_YOUR INSTRUCTIONS_
Rewrite the items with "olive tree" replaced by "fig tree", leaving everything else as it is.

Source data:
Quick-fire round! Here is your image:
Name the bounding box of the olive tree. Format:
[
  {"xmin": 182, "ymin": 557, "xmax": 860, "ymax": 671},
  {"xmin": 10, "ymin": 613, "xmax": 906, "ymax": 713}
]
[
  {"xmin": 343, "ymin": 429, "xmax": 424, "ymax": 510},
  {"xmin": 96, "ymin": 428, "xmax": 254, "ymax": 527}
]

_WRITTEN REPLY_
Quick-fire round! Here is your image:
Name the bounding box of the fig tree. Format:
[
  {"xmin": 182, "ymin": 557, "xmax": 860, "ymax": 671},
  {"xmin": 10, "ymin": 613, "xmax": 906, "ymax": 713}
]
[
  {"xmin": 343, "ymin": 429, "xmax": 424, "ymax": 510},
  {"xmin": 96, "ymin": 428, "xmax": 254, "ymax": 527}
]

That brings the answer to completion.